%%
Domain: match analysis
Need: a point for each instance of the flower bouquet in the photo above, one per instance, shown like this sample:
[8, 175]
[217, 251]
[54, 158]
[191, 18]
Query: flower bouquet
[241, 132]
%%
DIRECTIONS FOR THIS TASK
Write the data from above out again, exactly.

REPLY
Domain: match analysis
Need: a point for each instance of the flower bouquet in the photo above, one per instance, shown like this sample:
[8, 175]
[217, 251]
[54, 158]
[191, 18]
Query: flower bouquet
[241, 132]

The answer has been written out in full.